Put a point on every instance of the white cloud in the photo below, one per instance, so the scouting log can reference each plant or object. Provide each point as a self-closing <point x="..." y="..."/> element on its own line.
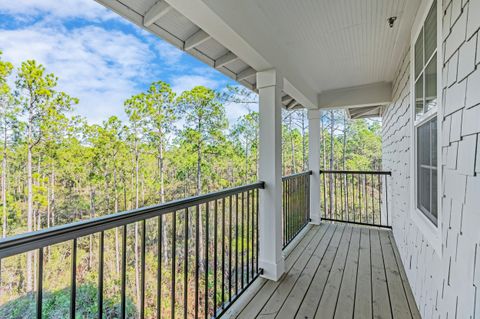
<point x="87" y="9"/>
<point x="170" y="54"/>
<point x="102" y="68"/>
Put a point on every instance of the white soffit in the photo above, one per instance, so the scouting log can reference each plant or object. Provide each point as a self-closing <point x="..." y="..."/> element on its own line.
<point x="317" y="46"/>
<point x="161" y="19"/>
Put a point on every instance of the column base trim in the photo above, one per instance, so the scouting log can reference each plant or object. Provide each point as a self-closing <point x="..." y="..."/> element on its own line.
<point x="272" y="271"/>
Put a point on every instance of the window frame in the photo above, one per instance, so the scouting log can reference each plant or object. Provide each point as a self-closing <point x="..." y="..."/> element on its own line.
<point x="431" y="231"/>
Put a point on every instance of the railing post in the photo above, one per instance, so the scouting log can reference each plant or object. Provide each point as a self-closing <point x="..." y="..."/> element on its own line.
<point x="314" y="164"/>
<point x="269" y="84"/>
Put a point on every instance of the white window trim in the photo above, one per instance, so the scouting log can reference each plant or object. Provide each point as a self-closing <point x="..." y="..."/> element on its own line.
<point x="432" y="233"/>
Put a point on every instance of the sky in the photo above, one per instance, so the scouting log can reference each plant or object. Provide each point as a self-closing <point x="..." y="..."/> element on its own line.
<point x="98" y="56"/>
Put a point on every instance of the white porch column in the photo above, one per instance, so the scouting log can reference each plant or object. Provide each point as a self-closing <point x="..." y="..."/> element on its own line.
<point x="269" y="84"/>
<point x="314" y="164"/>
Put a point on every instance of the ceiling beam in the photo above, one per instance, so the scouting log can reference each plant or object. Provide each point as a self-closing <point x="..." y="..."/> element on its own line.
<point x="291" y="104"/>
<point x="196" y="39"/>
<point x="158" y="10"/>
<point x="245" y="74"/>
<point x="225" y="59"/>
<point x="358" y="96"/>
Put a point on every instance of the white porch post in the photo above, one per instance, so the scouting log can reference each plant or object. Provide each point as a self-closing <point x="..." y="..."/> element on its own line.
<point x="271" y="260"/>
<point x="314" y="164"/>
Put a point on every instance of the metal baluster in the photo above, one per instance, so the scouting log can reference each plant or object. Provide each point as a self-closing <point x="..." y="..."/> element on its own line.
<point x="353" y="199"/>
<point x="284" y="210"/>
<point x="242" y="243"/>
<point x="142" y="278"/>
<point x="207" y="219"/>
<point x="324" y="196"/>
<point x="223" y="251"/>
<point x="230" y="229"/>
<point x="252" y="261"/>
<point x="386" y="198"/>
<point x="39" y="283"/>
<point x="159" y="266"/>
<point x="359" y="197"/>
<point x="373" y="198"/>
<point x="236" y="244"/>
<point x="215" y="225"/>
<point x="73" y="279"/>
<point x="248" y="236"/>
<point x="256" y="218"/>
<point x="348" y="198"/>
<point x="174" y="261"/>
<point x="185" y="265"/>
<point x="380" y="198"/>
<point x="123" y="315"/>
<point x="197" y="258"/>
<point x="100" y="274"/>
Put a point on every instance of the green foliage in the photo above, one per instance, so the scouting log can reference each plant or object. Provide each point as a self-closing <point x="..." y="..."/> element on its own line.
<point x="59" y="168"/>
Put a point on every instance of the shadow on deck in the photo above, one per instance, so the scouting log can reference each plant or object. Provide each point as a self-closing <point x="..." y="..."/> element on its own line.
<point x="335" y="270"/>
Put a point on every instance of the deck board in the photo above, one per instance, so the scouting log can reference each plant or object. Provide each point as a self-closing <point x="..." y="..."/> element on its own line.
<point x="336" y="271"/>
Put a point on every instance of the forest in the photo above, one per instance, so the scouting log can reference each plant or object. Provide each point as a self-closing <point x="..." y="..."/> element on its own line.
<point x="58" y="168"/>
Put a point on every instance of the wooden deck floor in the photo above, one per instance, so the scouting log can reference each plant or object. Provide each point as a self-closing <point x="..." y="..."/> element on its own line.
<point x="335" y="271"/>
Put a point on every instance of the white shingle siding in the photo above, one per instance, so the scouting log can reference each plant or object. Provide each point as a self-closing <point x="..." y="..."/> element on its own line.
<point x="466" y="58"/>
<point x="455" y="97"/>
<point x="455" y="126"/>
<point x="473" y="17"/>
<point x="456" y="37"/>
<point x="473" y="87"/>
<point x="451" y="70"/>
<point x="471" y="118"/>
<point x="446" y="286"/>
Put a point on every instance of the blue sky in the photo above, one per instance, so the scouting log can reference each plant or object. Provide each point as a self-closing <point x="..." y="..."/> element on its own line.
<point x="98" y="56"/>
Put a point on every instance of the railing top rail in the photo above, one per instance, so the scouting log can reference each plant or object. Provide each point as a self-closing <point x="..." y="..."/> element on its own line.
<point x="29" y="241"/>
<point x="297" y="175"/>
<point x="355" y="172"/>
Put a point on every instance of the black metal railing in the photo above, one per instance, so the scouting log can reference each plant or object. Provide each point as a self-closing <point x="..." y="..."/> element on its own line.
<point x="296" y="205"/>
<point x="187" y="258"/>
<point x="355" y="196"/>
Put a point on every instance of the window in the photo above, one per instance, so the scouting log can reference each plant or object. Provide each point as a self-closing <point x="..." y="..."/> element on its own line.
<point x="425" y="76"/>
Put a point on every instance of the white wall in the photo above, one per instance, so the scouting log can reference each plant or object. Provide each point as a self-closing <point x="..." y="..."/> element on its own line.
<point x="445" y="285"/>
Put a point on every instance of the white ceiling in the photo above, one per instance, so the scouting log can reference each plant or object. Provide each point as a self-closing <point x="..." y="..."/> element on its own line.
<point x="332" y="43"/>
<point x="319" y="46"/>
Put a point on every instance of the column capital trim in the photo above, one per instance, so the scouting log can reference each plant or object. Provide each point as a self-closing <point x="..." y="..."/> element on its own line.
<point x="269" y="78"/>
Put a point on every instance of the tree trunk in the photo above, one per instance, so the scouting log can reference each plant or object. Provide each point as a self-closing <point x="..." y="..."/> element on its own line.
<point x="304" y="144"/>
<point x="292" y="146"/>
<point x="29" y="202"/>
<point x="332" y="129"/>
<point x="4" y="180"/>
<point x="137" y="257"/>
<point x="117" y="245"/>
<point x="162" y="200"/>
<point x="199" y="190"/>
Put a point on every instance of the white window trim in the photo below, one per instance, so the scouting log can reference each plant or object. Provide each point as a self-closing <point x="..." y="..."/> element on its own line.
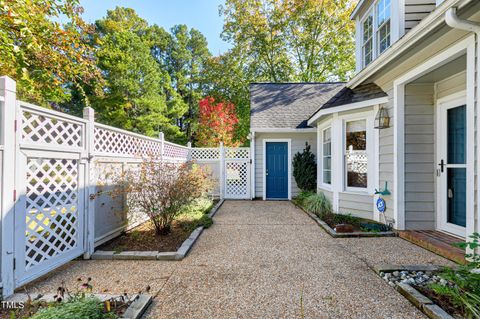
<point x="369" y="117"/>
<point x="289" y="159"/>
<point x="372" y="10"/>
<point x="322" y="185"/>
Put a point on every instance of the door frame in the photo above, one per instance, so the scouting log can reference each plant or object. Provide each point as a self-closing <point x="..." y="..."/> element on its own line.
<point x="289" y="159"/>
<point x="441" y="105"/>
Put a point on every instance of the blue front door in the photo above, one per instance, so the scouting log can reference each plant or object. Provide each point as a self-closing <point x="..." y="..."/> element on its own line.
<point x="276" y="170"/>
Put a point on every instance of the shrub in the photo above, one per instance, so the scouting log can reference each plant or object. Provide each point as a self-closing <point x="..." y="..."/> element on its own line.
<point x="464" y="288"/>
<point x="318" y="204"/>
<point x="305" y="169"/>
<point x="161" y="190"/>
<point x="83" y="308"/>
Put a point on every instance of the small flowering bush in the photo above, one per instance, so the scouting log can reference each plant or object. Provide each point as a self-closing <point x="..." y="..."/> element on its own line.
<point x="162" y="189"/>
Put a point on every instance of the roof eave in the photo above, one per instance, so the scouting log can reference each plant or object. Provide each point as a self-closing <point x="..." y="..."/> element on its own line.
<point x="346" y="107"/>
<point x="428" y="24"/>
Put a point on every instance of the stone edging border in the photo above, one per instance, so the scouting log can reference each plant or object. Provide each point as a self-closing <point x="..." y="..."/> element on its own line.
<point x="155" y="255"/>
<point x="135" y="311"/>
<point x="424" y="304"/>
<point x="334" y="234"/>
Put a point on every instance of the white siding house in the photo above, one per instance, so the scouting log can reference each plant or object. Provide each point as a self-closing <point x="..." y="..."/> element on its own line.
<point x="418" y="61"/>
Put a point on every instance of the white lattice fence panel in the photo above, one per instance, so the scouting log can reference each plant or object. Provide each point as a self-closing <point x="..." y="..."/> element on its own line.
<point x="111" y="142"/>
<point x="237" y="179"/>
<point x="240" y="153"/>
<point x="52" y="210"/>
<point x="38" y="127"/>
<point x="205" y="154"/>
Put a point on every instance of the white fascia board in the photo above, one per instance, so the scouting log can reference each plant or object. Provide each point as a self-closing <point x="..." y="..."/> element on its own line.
<point x="347" y="107"/>
<point x="284" y="130"/>
<point x="428" y="24"/>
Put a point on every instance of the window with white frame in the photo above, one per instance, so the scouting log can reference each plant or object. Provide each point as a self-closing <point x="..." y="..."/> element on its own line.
<point x="383" y="25"/>
<point x="376" y="31"/>
<point x="327" y="156"/>
<point x="356" y="159"/>
<point x="367" y="46"/>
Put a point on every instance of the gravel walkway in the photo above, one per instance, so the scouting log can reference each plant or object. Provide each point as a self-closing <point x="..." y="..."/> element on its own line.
<point x="262" y="260"/>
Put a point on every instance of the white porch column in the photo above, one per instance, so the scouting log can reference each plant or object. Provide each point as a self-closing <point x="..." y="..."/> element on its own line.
<point x="8" y="196"/>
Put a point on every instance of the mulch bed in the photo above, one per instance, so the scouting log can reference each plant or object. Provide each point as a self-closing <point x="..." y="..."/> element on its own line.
<point x="144" y="238"/>
<point x="443" y="302"/>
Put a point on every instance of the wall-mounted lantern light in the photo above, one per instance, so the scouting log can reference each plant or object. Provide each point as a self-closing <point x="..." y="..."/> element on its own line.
<point x="382" y="120"/>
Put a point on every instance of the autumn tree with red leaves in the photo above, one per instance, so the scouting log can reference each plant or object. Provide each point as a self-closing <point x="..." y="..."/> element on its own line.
<point x="217" y="123"/>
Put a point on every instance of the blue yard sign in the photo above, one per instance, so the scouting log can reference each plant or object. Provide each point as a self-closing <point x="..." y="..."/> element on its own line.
<point x="381" y="206"/>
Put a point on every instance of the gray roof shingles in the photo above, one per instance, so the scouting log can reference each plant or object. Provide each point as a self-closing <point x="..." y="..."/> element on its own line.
<point x="288" y="105"/>
<point x="291" y="105"/>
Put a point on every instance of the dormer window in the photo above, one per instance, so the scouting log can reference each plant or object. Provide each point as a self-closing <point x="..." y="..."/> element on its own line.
<point x="375" y="31"/>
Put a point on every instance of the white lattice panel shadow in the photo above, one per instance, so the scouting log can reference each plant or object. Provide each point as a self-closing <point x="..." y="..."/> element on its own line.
<point x="113" y="142"/>
<point x="237" y="179"/>
<point x="205" y="154"/>
<point x="237" y="153"/>
<point x="37" y="128"/>
<point x="51" y="209"/>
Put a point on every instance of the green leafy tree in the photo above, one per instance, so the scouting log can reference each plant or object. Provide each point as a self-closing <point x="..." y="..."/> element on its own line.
<point x="186" y="56"/>
<point x="138" y="94"/>
<point x="46" y="57"/>
<point x="292" y="40"/>
<point x="305" y="169"/>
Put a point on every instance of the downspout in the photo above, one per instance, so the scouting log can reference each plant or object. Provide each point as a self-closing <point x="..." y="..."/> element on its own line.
<point x="455" y="22"/>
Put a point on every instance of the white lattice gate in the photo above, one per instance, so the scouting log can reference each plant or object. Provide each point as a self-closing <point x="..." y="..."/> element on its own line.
<point x="50" y="214"/>
<point x="237" y="173"/>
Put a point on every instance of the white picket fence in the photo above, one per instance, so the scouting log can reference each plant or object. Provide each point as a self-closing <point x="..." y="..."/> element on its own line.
<point x="56" y="174"/>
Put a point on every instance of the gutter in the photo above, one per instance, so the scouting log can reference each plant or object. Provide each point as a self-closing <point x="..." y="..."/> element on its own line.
<point x="405" y="43"/>
<point x="455" y="22"/>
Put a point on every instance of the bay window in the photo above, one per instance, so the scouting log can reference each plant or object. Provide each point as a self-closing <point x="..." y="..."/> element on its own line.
<point x="327" y="156"/>
<point x="356" y="159"/>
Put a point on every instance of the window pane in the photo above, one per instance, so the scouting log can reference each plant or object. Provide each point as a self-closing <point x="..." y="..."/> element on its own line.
<point x="367" y="46"/>
<point x="356" y="153"/>
<point x="327" y="156"/>
<point x="384" y="37"/>
<point x="383" y="11"/>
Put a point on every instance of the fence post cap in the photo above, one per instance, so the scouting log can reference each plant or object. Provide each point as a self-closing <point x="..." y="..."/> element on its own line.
<point x="8" y="84"/>
<point x="88" y="113"/>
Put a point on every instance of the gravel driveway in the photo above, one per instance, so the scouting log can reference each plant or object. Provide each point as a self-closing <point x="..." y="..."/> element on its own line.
<point x="263" y="260"/>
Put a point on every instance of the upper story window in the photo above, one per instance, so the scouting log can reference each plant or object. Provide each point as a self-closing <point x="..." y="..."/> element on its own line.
<point x="367" y="47"/>
<point x="376" y="28"/>
<point x="327" y="156"/>
<point x="383" y="25"/>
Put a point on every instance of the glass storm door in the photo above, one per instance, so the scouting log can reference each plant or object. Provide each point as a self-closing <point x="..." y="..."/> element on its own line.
<point x="452" y="168"/>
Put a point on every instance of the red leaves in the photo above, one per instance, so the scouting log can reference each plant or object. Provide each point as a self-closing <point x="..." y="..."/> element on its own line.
<point x="217" y="123"/>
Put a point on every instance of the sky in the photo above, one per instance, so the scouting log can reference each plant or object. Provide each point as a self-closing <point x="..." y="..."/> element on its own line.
<point x="199" y="14"/>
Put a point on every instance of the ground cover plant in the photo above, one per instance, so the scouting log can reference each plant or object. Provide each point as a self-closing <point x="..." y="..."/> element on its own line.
<point x="145" y="238"/>
<point x="78" y="304"/>
<point x="319" y="204"/>
<point x="459" y="291"/>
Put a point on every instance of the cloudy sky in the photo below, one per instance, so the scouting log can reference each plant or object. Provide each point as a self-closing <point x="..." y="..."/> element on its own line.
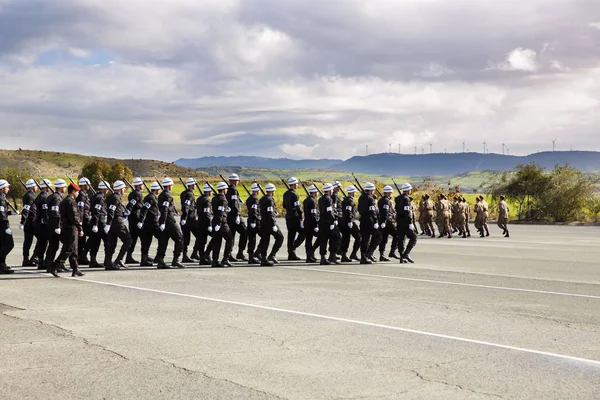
<point x="298" y="78"/>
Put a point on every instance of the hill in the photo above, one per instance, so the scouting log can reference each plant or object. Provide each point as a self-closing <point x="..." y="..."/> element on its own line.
<point x="255" y="162"/>
<point x="53" y="164"/>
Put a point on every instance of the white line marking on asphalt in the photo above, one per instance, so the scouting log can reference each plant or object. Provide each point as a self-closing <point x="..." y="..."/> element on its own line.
<point x="400" y="278"/>
<point x="351" y="321"/>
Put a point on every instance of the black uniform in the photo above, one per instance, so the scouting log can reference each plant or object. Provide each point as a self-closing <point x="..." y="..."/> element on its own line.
<point x="368" y="218"/>
<point x="115" y="218"/>
<point x="405" y="218"/>
<point x="7" y="242"/>
<point x="311" y="226"/>
<point x="134" y="208"/>
<point x="327" y="220"/>
<point x="172" y="230"/>
<point x="233" y="216"/>
<point x="253" y="224"/>
<point x="28" y="216"/>
<point x="268" y="212"/>
<point x="348" y="227"/>
<point x="293" y="220"/>
<point x="53" y="203"/>
<point x="386" y="216"/>
<point x="220" y="209"/>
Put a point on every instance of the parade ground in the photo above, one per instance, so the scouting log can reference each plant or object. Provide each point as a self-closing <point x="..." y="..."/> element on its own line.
<point x="477" y="318"/>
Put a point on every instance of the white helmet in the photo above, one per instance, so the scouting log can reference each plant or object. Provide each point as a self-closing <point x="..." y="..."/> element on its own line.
<point x="118" y="185"/>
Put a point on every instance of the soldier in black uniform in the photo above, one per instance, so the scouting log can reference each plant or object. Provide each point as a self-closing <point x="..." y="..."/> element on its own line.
<point x="40" y="226"/>
<point x="53" y="227"/>
<point x="116" y="229"/>
<point x="253" y="221"/>
<point x="169" y="227"/>
<point x="28" y="216"/>
<point x="189" y="218"/>
<point x="204" y="230"/>
<point x="221" y="230"/>
<point x="293" y="219"/>
<point x="234" y="220"/>
<point x="369" y="227"/>
<point x="148" y="223"/>
<point x="71" y="231"/>
<point x="386" y="224"/>
<point x="329" y="232"/>
<point x="406" y="223"/>
<point x="134" y="207"/>
<point x="98" y="223"/>
<point x="311" y="224"/>
<point x="268" y="227"/>
<point x="348" y="227"/>
<point x="7" y="242"/>
<point x="85" y="214"/>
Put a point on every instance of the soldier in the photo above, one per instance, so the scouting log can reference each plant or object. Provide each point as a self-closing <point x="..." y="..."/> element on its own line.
<point x="293" y="219"/>
<point x="116" y="229"/>
<point x="71" y="231"/>
<point x="85" y="216"/>
<point x="253" y="221"/>
<point x="53" y="228"/>
<point x="503" y="216"/>
<point x="189" y="218"/>
<point x="234" y="220"/>
<point x="204" y="210"/>
<point x="134" y="207"/>
<point x="329" y="233"/>
<point x="369" y="226"/>
<point x="169" y="227"/>
<point x="386" y="224"/>
<point x="311" y="224"/>
<point x="28" y="216"/>
<point x="7" y="242"/>
<point x="268" y="228"/>
<point x="40" y="226"/>
<point x="221" y="230"/>
<point x="406" y="223"/>
<point x="148" y="224"/>
<point x="98" y="222"/>
<point x="349" y="227"/>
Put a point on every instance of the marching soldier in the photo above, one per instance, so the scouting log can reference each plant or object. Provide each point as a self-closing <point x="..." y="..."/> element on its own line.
<point x="7" y="242"/>
<point x="204" y="210"/>
<point x="406" y="223"/>
<point x="220" y="227"/>
<point x="71" y="231"/>
<point x="369" y="226"/>
<point x="386" y="224"/>
<point x="169" y="227"/>
<point x="134" y="208"/>
<point x="234" y="219"/>
<point x="253" y="221"/>
<point x="148" y="224"/>
<point x="311" y="224"/>
<point x="28" y="216"/>
<point x="189" y="218"/>
<point x="349" y="227"/>
<point x="98" y="222"/>
<point x="293" y="219"/>
<point x="329" y="233"/>
<point x="268" y="228"/>
<point x="116" y="229"/>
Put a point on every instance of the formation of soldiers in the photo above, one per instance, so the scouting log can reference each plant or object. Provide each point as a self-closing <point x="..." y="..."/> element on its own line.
<point x="327" y="220"/>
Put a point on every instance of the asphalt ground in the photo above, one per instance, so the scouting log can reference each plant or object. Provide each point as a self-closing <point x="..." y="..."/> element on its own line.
<point x="474" y="318"/>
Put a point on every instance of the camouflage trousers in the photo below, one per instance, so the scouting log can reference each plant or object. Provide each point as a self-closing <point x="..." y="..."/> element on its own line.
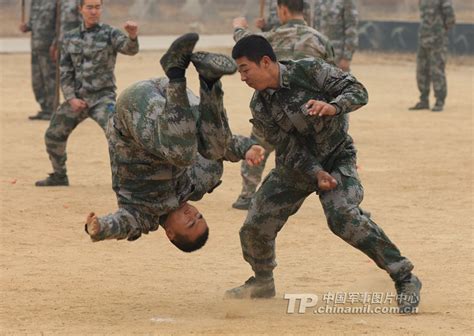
<point x="43" y="78"/>
<point x="430" y="65"/>
<point x="252" y="175"/>
<point x="65" y="120"/>
<point x="282" y="194"/>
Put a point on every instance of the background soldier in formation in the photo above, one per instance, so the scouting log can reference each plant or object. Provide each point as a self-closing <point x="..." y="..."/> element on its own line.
<point x="87" y="68"/>
<point x="338" y="20"/>
<point x="292" y="39"/>
<point x="167" y="147"/>
<point x="301" y="108"/>
<point x="437" y="18"/>
<point x="42" y="24"/>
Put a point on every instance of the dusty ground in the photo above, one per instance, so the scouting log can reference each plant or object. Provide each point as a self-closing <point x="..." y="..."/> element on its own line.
<point x="416" y="168"/>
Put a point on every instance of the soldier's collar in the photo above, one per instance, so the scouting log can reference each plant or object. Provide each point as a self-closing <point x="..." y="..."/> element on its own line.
<point x="293" y="22"/>
<point x="284" y="79"/>
<point x="83" y="28"/>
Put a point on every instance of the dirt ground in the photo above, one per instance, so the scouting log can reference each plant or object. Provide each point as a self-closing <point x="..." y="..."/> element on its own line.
<point x="416" y="168"/>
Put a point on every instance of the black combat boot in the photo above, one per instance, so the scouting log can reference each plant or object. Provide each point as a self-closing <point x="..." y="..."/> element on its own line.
<point x="213" y="66"/>
<point x="53" y="180"/>
<point x="408" y="294"/>
<point x="253" y="288"/>
<point x="176" y="59"/>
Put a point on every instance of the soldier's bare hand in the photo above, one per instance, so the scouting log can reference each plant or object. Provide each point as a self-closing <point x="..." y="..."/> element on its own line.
<point x="23" y="27"/>
<point x="320" y="108"/>
<point x="260" y="23"/>
<point x="77" y="105"/>
<point x="255" y="155"/>
<point x="131" y="28"/>
<point x="325" y="181"/>
<point x="240" y="22"/>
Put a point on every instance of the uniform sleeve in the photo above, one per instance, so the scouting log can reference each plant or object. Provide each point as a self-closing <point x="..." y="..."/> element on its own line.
<point x="351" y="21"/>
<point x="290" y="152"/>
<point x="448" y="14"/>
<point x="67" y="74"/>
<point x="349" y="94"/>
<point x="123" y="44"/>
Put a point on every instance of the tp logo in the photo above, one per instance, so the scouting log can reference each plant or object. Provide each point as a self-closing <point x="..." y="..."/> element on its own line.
<point x="305" y="300"/>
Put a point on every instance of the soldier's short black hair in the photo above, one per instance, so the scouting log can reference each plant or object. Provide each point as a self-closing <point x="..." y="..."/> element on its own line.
<point x="294" y="6"/>
<point x="190" y="246"/>
<point x="254" y="47"/>
<point x="81" y="3"/>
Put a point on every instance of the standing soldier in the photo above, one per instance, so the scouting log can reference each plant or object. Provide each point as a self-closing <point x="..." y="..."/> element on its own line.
<point x="273" y="21"/>
<point x="437" y="18"/>
<point x="88" y="58"/>
<point x="43" y="71"/>
<point x="338" y="20"/>
<point x="301" y="108"/>
<point x="293" y="39"/>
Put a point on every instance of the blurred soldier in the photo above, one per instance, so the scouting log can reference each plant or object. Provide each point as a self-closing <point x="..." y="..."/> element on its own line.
<point x="42" y="24"/>
<point x="69" y="19"/>
<point x="338" y="20"/>
<point x="273" y="21"/>
<point x="301" y="108"/>
<point x="88" y="59"/>
<point x="167" y="147"/>
<point x="437" y="18"/>
<point x="293" y="39"/>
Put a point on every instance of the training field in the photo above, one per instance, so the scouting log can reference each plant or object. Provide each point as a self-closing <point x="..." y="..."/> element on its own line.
<point x="416" y="168"/>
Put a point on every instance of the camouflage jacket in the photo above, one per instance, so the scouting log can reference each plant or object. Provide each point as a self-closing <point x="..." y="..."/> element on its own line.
<point x="88" y="59"/>
<point x="338" y="20"/>
<point x="295" y="40"/>
<point x="273" y="21"/>
<point x="153" y="146"/>
<point x="70" y="17"/>
<point x="307" y="144"/>
<point x="42" y="24"/>
<point x="437" y="17"/>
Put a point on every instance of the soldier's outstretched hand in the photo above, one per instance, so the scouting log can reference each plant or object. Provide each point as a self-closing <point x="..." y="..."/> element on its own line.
<point x="320" y="108"/>
<point x="325" y="181"/>
<point x="131" y="28"/>
<point x="255" y="155"/>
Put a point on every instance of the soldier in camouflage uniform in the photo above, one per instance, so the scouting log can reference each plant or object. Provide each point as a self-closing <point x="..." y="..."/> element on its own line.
<point x="338" y="20"/>
<point x="167" y="147"/>
<point x="273" y="21"/>
<point x="301" y="108"/>
<point x="42" y="23"/>
<point x="69" y="19"/>
<point x="437" y="18"/>
<point x="87" y="67"/>
<point x="293" y="39"/>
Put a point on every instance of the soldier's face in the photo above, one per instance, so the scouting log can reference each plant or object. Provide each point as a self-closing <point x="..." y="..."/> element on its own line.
<point x="186" y="221"/>
<point x="257" y="76"/>
<point x="91" y="12"/>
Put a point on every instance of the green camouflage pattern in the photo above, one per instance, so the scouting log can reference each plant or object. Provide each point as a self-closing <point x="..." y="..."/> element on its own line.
※
YOUR TASK
The required output is the span of lines from the one containing "Put a point on every instance of the soldier's face" to the last line, reproduced character for character.

TASK OUTPUT
Put a point on every instance of the soldier's face in the photo above, one per instance, so the scouting log can reference each plant or object. Provide each point as a self-closing <point x="..." y="..."/> element on its own line.
<point x="186" y="221"/>
<point x="257" y="76"/>
<point x="91" y="12"/>
Put a point on every instance of the green camouflage pattern in the photo above, one per instance, so the scouting log can reference each plant or object. Provide each point as a self-closing <point x="..." y="..."/> element on its own line.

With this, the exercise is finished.